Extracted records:

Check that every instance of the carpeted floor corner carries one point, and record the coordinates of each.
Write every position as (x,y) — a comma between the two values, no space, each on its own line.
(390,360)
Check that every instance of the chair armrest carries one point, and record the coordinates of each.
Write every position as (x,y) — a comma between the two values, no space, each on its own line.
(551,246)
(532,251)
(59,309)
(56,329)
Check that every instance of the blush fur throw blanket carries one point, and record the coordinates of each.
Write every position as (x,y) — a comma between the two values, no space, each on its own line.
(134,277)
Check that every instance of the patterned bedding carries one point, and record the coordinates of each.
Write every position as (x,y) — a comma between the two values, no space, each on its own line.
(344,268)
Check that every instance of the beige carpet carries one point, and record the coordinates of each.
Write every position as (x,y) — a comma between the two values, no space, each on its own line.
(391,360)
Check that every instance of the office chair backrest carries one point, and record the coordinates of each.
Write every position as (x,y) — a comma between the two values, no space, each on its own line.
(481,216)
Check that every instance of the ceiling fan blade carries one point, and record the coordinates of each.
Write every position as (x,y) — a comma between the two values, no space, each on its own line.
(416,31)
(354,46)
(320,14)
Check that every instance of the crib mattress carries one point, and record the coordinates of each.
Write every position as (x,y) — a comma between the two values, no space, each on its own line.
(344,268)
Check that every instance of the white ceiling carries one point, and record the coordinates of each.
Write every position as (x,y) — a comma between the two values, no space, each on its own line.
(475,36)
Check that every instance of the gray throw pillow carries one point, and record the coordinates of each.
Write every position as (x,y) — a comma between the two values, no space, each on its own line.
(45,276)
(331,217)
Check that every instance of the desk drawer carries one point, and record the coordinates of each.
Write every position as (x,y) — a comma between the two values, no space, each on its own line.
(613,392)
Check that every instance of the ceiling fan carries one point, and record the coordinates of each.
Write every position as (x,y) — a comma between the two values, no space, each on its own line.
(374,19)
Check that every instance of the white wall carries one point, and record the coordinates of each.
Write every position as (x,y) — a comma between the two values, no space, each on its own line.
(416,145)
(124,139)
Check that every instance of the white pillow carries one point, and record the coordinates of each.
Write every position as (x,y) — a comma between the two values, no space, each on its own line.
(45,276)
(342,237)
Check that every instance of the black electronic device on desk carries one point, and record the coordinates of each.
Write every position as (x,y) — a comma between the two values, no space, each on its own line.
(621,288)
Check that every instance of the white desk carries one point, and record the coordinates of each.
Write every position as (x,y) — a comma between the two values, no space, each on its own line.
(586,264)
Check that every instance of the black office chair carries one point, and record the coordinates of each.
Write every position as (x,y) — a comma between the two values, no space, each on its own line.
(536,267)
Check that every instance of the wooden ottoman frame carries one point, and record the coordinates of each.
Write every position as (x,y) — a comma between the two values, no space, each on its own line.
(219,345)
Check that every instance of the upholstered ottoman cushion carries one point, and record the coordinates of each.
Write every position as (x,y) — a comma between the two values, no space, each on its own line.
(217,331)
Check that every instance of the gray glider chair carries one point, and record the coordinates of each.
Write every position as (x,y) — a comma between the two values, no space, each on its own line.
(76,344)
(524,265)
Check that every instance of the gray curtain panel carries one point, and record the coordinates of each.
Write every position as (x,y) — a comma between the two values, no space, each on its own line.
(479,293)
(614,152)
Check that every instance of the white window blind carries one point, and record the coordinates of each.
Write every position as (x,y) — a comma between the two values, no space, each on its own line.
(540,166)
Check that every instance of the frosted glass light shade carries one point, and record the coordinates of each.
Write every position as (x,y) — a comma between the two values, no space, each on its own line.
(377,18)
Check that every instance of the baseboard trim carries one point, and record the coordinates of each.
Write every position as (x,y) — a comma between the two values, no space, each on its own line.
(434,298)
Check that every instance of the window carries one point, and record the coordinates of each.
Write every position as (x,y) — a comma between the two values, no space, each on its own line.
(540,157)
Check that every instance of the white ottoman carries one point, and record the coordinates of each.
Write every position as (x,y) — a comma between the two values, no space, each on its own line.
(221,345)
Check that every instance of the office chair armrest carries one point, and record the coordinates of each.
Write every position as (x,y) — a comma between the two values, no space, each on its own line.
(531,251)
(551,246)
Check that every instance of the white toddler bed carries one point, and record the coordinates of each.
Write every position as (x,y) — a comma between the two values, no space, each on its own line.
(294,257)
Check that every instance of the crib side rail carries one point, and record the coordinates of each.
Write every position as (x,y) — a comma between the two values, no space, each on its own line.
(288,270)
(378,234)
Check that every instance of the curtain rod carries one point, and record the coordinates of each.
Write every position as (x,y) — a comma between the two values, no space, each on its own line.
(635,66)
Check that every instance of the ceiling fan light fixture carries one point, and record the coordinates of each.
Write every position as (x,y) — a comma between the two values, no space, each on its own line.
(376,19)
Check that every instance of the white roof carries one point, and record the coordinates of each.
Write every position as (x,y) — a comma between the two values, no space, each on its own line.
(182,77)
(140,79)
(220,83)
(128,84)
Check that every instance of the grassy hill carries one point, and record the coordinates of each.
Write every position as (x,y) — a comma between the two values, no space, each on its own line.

Required work
Output the entries exactly.

Task output
Check that every instance of the carpeted floor corner carries one point, and record the coordinates of each.
Write every position as (x,y) — a comma between the two values, no space, each on its own line.
(390,360)
Check that every instance of the chair armrest carries one point, and record the coordinates of each.
Write every position as (x,y) — a comma between the two values, no space, each on its own line.
(551,246)
(532,251)
(59,309)
(56,329)
Check that every instance of the blush fur throw blanket carries one point, and record the coordinates of each.
Write every position as (x,y) — a comma between the two values, no space, each on its own line.
(134,277)
Check that every instance of the patterned bedding carries one point, and record the coordinates of each.
Write every position as (x,y) — a comma between the two values, no space, each on its own line.
(344,268)
Check that every instance of the beige carpet carries one point, and record the coordinates of each.
Write every position as (x,y) — a comma between the two values, no space, each on its own line.
(391,360)
Check that every instance of the office chair backrest carries one point, and record the coordinates of each.
Write every position as (x,y) — a comma between the two values, no space, each on its own line.
(481,216)
Check that every instance of the ceiling fan blade carries one point, and record the coordinates of each.
Write every position as (x,y) — a comma between the two values, no space, each on its own line.
(416,31)
(354,46)
(320,14)
Check that every instance of the crib mattress carries one point, and record the coordinates of each.
Write every position as (x,y) — a comma between the two values, no space, each on its own line.
(344,268)
Check that every instance of the white ceiling carries one point, and record the coordinates of each.
Write every position as (x,y) — a comma between the two values, no space, each on its own line.
(475,36)
Check that every instance of the gray throw pillow carries one point, and record the coordinates of each.
Write every position as (x,y) — a comma between the two values, no space, each on its own line.
(45,276)
(331,217)
Check that every instance of the desk drawer carries one point, and record the coordinates of each.
Write every position as (x,y) — a comma between the two values, no space, each on its own line.
(613,392)
Check that every instance of the ceiling fan carries one point, and record the coordinates of each.
Write every position as (x,y) — a comma between the two values, no space, each on its own line.
(374,19)
Check that every instance of the white wall carries one point, and record the coordinates of each.
Write every position as (x,y) — a comma between the two values, no space, each on its own line.
(416,145)
(124,139)
Check that every instance of the white pillow carries one point, and record the coordinates of each.
Write every position as (x,y) — a comma between the two values, no space, each on its own line.
(45,276)
(342,237)
Check that every instance of the black electronic device on desk carries one point, and record the coordinates of each.
Write every position as (x,y) — a comma between the two values, no space, each on its own line.
(621,288)
Check that every instance of the white desk carries one point, and record the coordinates of each.
Write every position as (x,y) — a comma between the two values, no space, each on its own line.
(586,264)
Check that every instance of the black office chair carries one point, and record the coordinates of each.
Write every position as (x,y) — a comma between the two values, no space, each on its own line.
(536,267)
Check that every instance of the wooden ottoman frame carries one point, and record the coordinates of each.
Write every position as (x,y) — a comma between the two values, no space, each on its own line.
(219,345)
Check that every instance of the upholstered ottoman cushion carries one point, and record the coordinates of each.
Write every position as (x,y) — a comma between the two values, no space, each on its own line.
(217,331)
Check that every instance of the gray glider chair carries one point, and record the coordinates of each.
Write every position as (x,y) — a comma between the two values, no space, each on its own line.
(76,344)
(524,265)
Check that every instance of the gray curtain panel carries one point, and record the coordinates of each.
Write every position as (x,y) — a comma between the two values, no space, each on its own line.
(479,293)
(614,152)
Check that every instance of the white window blind carries one point, and record the coordinates of each.
Write every position as (x,y) — a comma between the two values, no space, each on its own line.
(540,166)
Check that every instance of the frosted glass light shade carries one point, and record the coordinates of each.
Write every position as (x,y) — a comma between the two values, no space, each on its own line.
(377,18)
Check that every instance of the baseboard trim carries one point, and record the coordinates of each.
Write every position as (x,y) — a comma between the two values, no space, each on its own line.
(434,298)
Check that every instance of the window carries one point, and record the coordinates of each.
Write every position as (x,y) — a comma between the two values, no space, each on its own line.
(540,157)
Check that every instance of the white ottoman carries one point, and record the coordinates of each.
Write every position as (x,y) — a comma between the two values, no space, each on its own line.
(221,345)
Check that every instance of the office chair armrest carries one point, and record the coordinates of each.
Write every position as (x,y) — a comma between the two values, no space, each on its own line.
(531,251)
(551,246)
Check that every instance of the white toddler bed carries one point, and record the coordinates of each.
Write every position as (x,y) — a comma between the two values, no space, each on its own line.
(294,257)
Check that every instance of the crib side rail carries one point, and record the coordinates of each.
Write every position as (x,y) — a comma between the two values, no space, each on its own line.
(288,270)
(378,234)
Check that every instance of the curtain rod carries one point, and record the coordinates of each.
Write every position as (x,y) — a comma between the two values, no space, each on its own line.
(635,66)
Check that every instance of the ceiling fan light fixture carries one point, and record the coordinates of each.
Write every position as (x,y) — a comma between the two values, no space, each on its own line.
(376,19)
Check that every instance of the white roof carries one point, and record the coordinates of each.
Write every position as (x,y) — a comma between the two values, no space, each on its own line.
(182,77)
(140,79)
(220,83)
(128,84)
Check that every instance of the grassy hill carries one point, and record the coordinates of each.
Write every position as (x,y) — a comma between the two values, no space, each on its own line.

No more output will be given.